Your objective
Return every line below that contains the string "trailer".

Saved entries
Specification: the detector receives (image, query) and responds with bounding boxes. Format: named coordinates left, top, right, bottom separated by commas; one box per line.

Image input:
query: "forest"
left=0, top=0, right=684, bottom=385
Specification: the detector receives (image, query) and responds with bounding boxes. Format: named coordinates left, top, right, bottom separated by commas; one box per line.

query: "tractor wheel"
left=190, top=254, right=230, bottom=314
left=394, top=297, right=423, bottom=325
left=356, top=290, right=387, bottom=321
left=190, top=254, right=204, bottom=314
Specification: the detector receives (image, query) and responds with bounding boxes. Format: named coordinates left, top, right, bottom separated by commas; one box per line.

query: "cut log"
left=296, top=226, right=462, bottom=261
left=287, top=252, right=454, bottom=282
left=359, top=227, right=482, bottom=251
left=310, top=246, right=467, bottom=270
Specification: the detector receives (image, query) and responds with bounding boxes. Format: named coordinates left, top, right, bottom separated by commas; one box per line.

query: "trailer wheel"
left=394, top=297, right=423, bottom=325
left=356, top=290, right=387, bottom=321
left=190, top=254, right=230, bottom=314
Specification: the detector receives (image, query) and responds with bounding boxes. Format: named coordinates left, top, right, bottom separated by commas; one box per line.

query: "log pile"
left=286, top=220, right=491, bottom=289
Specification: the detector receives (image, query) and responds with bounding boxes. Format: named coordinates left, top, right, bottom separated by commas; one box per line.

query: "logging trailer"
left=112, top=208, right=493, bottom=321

Result of the exercise
query: "trailer wheel"
query: "logging trailer"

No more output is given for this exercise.